-- PROVIDED ENTRIES start --

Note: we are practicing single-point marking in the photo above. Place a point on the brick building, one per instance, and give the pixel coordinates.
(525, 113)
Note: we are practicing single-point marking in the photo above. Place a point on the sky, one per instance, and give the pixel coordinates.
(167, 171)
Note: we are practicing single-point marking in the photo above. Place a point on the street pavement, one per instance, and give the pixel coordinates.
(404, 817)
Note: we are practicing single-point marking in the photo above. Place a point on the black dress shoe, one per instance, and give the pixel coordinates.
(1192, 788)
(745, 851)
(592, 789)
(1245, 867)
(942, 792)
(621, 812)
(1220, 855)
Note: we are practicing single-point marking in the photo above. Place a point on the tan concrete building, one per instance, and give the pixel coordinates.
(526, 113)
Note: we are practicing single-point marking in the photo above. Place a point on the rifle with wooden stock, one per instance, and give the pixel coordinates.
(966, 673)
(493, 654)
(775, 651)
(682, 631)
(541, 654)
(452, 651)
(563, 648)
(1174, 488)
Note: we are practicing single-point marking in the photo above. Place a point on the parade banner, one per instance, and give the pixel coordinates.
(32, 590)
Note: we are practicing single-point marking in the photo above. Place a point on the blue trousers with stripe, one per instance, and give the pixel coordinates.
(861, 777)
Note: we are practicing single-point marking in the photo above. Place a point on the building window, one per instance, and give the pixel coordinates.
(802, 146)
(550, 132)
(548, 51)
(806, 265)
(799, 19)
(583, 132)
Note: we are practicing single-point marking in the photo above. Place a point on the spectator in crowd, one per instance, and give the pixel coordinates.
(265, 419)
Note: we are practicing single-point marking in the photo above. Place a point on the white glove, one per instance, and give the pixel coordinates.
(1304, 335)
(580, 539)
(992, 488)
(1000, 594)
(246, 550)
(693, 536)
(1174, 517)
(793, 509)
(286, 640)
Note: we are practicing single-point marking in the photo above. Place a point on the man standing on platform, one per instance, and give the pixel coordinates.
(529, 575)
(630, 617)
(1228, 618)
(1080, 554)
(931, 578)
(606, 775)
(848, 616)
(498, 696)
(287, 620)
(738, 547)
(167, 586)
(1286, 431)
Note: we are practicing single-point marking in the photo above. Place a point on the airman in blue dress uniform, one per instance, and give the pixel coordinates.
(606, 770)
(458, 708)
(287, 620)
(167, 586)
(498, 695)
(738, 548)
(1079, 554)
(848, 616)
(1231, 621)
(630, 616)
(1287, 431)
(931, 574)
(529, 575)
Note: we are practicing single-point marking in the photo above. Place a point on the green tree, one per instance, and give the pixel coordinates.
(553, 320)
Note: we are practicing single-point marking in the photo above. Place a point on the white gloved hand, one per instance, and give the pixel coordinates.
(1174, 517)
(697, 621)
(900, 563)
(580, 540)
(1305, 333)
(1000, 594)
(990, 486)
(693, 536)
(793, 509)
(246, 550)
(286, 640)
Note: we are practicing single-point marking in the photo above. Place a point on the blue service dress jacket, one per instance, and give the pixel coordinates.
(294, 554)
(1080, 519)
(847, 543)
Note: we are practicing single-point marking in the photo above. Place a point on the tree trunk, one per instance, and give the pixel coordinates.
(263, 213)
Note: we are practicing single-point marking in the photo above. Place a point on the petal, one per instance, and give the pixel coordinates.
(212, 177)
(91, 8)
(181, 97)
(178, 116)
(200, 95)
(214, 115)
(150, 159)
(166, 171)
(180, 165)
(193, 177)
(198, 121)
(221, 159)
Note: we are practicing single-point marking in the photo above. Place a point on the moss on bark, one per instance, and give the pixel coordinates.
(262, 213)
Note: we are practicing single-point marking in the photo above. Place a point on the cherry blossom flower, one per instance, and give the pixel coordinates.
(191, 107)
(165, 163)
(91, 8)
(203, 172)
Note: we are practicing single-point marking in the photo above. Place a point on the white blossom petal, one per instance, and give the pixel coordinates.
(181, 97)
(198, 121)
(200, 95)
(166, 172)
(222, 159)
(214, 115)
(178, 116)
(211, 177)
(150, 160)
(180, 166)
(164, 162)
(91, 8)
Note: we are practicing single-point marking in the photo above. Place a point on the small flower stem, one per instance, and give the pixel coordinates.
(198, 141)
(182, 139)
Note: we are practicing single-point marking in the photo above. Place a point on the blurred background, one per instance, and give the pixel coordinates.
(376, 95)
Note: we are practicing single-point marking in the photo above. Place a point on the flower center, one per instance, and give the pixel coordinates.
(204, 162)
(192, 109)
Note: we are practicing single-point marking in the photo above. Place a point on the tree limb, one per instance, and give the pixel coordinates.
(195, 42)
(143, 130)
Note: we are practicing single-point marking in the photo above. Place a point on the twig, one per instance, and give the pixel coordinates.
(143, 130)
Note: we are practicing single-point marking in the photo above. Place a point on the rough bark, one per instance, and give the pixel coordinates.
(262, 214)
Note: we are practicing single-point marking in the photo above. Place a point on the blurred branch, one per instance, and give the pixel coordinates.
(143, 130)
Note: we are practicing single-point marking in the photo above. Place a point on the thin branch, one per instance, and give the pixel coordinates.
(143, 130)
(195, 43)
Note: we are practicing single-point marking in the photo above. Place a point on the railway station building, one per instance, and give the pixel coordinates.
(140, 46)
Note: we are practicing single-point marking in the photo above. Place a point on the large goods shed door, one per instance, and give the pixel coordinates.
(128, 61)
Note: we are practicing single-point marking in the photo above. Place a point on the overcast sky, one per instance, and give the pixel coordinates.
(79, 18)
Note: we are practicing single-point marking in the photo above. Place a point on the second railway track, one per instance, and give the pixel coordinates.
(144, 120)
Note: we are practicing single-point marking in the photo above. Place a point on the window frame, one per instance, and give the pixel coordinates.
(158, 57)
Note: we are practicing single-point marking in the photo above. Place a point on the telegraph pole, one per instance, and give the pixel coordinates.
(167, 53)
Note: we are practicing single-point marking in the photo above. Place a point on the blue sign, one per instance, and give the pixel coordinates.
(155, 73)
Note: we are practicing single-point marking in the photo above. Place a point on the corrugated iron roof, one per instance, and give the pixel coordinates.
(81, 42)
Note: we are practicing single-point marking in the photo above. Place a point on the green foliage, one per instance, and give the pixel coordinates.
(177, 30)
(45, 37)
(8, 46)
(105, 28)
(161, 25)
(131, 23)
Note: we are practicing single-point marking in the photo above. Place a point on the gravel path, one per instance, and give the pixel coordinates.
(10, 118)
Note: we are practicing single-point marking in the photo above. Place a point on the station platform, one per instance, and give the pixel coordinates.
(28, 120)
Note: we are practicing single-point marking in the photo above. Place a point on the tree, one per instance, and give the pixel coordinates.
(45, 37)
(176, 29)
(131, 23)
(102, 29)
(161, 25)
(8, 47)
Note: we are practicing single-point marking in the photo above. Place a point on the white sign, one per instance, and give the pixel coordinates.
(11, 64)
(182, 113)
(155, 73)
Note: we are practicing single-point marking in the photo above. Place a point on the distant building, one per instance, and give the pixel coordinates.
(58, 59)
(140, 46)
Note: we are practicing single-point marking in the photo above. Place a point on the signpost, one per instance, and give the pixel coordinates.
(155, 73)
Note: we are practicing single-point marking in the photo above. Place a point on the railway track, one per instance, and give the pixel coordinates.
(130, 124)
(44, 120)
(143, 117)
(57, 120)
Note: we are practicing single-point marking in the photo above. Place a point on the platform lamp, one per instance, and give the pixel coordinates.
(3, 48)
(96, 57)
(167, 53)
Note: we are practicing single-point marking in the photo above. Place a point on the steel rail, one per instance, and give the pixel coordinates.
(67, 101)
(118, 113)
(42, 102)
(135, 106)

-- PROVIDED ENTRIES end --
-- PROVIDED ENTRIES start --

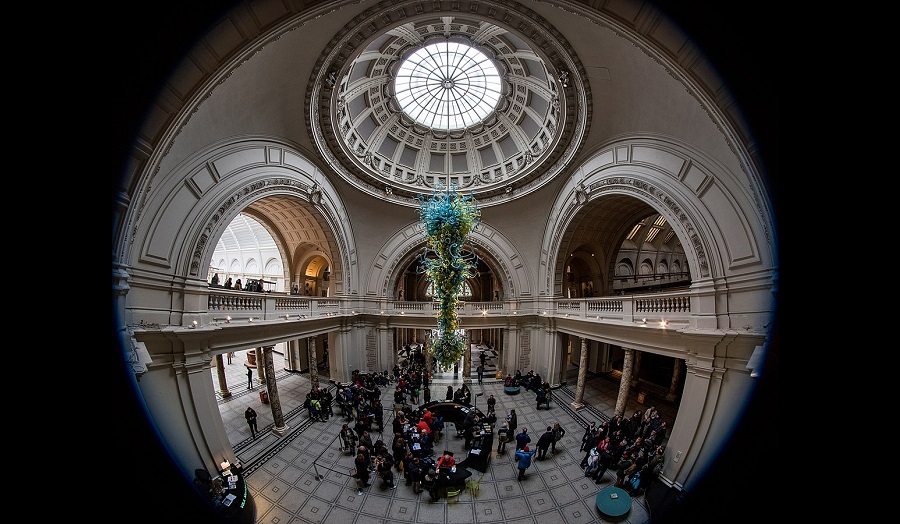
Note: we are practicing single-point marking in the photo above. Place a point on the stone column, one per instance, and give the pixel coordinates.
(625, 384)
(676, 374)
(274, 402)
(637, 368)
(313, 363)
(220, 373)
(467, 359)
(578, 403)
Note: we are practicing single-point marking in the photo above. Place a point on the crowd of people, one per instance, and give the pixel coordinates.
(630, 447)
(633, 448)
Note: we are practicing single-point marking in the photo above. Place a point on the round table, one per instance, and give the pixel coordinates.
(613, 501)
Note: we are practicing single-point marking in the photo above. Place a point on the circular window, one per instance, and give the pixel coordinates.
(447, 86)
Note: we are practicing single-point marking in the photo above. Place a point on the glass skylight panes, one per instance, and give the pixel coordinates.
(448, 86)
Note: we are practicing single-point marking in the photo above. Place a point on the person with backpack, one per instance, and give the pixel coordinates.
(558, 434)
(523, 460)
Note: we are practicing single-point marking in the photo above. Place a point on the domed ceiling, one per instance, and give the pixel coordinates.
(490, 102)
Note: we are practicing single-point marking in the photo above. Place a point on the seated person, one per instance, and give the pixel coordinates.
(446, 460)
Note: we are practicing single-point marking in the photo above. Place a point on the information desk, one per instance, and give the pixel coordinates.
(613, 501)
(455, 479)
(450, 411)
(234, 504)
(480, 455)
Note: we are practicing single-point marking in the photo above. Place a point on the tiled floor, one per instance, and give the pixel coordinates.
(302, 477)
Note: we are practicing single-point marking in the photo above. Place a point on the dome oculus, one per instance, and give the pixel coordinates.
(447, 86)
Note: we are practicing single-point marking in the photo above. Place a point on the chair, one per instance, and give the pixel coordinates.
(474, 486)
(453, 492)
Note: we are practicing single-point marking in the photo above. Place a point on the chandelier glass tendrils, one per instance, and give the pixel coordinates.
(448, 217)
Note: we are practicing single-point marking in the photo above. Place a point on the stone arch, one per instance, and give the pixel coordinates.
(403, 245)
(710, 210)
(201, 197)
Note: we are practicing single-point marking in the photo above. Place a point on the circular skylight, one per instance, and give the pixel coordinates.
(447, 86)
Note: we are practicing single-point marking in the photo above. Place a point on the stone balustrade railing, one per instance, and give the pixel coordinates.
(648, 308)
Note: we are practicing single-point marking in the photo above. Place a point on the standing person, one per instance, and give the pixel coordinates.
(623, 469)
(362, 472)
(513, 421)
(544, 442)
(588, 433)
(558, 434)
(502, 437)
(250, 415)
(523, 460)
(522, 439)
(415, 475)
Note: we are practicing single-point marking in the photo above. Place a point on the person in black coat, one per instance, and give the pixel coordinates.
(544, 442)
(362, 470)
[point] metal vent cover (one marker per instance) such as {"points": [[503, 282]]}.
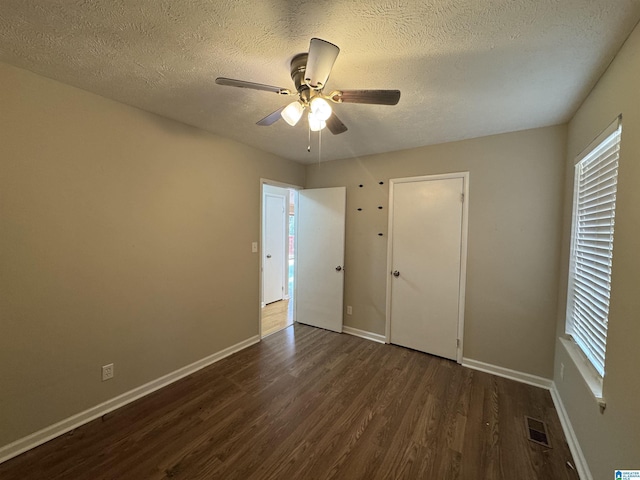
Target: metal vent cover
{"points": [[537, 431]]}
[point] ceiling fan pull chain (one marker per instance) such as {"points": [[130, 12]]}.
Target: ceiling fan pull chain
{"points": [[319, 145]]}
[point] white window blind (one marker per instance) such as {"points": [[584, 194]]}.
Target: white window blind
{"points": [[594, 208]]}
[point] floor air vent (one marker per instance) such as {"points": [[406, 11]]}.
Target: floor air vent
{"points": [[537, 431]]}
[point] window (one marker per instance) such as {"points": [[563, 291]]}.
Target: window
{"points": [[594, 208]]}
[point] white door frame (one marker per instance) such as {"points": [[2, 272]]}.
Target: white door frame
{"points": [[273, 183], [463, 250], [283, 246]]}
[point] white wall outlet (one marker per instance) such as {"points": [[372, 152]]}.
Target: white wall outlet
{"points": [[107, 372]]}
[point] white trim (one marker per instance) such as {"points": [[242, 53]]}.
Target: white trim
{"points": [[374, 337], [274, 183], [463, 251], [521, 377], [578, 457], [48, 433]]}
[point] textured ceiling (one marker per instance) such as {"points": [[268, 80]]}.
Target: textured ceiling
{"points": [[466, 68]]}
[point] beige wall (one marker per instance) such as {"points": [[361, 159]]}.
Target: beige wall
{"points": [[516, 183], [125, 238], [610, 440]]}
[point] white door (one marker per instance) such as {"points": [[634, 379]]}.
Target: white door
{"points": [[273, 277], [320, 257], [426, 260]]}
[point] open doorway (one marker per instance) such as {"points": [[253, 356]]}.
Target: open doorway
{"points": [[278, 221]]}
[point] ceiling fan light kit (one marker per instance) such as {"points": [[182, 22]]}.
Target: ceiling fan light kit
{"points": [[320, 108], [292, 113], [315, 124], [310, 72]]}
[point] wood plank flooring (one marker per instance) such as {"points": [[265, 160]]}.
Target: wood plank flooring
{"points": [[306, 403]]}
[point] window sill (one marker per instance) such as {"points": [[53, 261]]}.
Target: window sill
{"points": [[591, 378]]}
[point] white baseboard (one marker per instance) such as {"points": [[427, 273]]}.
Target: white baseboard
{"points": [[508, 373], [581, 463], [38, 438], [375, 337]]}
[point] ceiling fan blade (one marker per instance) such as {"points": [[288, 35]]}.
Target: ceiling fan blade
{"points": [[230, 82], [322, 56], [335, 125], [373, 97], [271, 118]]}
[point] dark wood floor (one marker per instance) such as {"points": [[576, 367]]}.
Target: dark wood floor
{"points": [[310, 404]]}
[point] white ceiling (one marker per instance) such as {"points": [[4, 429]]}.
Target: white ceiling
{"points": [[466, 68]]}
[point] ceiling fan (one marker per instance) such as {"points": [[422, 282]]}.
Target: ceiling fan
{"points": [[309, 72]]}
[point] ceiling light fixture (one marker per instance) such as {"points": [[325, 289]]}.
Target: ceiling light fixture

-- PROVIDED ENTRIES end --
-- PROVIDED ENTRIES start --

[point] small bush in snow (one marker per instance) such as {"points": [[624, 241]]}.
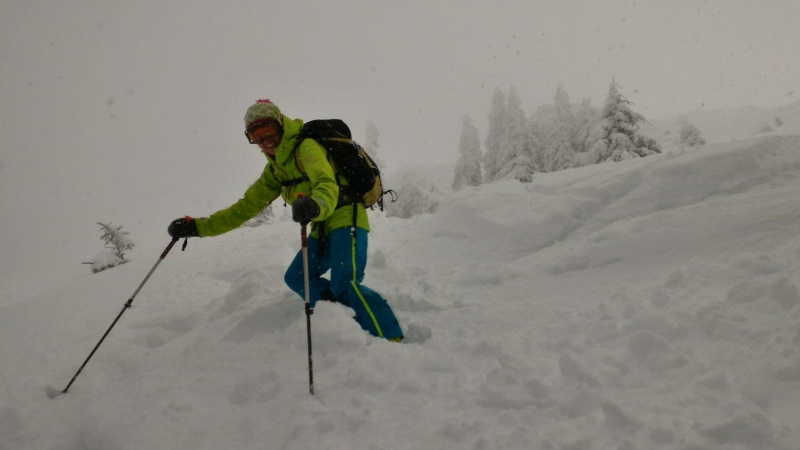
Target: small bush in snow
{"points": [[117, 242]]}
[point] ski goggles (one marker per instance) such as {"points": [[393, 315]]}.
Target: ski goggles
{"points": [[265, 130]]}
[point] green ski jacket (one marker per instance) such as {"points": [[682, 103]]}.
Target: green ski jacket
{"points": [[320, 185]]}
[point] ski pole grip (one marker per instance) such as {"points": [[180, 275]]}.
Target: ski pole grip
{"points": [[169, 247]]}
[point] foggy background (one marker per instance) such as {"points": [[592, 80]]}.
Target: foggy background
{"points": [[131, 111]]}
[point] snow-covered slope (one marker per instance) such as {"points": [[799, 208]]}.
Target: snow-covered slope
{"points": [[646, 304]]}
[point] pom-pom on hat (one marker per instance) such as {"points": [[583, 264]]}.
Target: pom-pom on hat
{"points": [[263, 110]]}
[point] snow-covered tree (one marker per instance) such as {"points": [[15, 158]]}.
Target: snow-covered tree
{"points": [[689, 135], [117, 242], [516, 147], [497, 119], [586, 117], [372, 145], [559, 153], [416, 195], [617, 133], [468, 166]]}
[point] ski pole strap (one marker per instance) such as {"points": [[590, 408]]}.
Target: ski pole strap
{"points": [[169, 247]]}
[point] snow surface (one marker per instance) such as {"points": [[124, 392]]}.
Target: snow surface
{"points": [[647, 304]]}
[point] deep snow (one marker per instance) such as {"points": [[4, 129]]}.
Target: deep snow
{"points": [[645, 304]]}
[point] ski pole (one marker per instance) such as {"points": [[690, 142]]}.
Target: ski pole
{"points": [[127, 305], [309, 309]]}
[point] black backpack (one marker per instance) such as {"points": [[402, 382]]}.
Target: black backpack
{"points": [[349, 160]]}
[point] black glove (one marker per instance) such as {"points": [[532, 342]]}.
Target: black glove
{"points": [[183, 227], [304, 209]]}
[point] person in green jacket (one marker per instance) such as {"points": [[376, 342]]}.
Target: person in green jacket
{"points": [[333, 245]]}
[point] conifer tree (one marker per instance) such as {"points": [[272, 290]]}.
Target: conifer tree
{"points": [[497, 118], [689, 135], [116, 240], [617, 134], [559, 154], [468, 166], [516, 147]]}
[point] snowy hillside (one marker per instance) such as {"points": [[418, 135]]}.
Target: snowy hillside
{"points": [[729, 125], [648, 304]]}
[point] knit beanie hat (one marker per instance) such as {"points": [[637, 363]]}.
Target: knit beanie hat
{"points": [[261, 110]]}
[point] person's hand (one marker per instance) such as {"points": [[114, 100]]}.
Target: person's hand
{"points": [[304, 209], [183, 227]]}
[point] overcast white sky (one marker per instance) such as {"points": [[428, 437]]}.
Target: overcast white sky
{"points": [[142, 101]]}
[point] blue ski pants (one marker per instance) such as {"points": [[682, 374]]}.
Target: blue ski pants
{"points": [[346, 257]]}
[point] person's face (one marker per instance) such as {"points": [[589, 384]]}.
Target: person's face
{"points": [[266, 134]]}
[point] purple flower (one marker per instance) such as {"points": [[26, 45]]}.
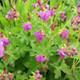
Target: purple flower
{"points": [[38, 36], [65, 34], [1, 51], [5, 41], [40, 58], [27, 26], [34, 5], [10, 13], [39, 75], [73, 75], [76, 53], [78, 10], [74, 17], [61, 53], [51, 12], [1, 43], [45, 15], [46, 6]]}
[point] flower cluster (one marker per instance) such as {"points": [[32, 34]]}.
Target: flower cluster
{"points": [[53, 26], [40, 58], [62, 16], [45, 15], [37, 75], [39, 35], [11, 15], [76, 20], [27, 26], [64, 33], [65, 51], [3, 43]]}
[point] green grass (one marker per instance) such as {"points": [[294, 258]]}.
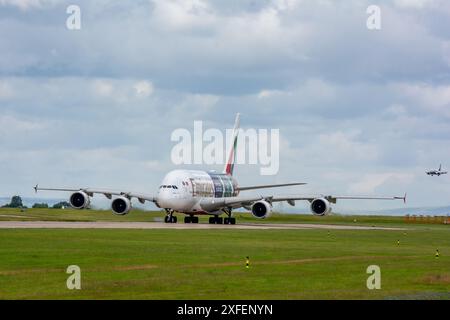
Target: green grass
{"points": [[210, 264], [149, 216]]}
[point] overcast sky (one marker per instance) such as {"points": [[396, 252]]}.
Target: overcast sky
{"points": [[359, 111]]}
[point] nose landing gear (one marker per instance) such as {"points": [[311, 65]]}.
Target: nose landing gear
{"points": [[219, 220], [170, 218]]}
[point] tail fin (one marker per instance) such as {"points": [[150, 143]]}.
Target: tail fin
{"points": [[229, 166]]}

-- PROVIDED ENTRIES end --

## THE PROBLEM
Count the lines in the records above that contain the string "chain", and reply with only the number.

## COMPLETE ANSWER
2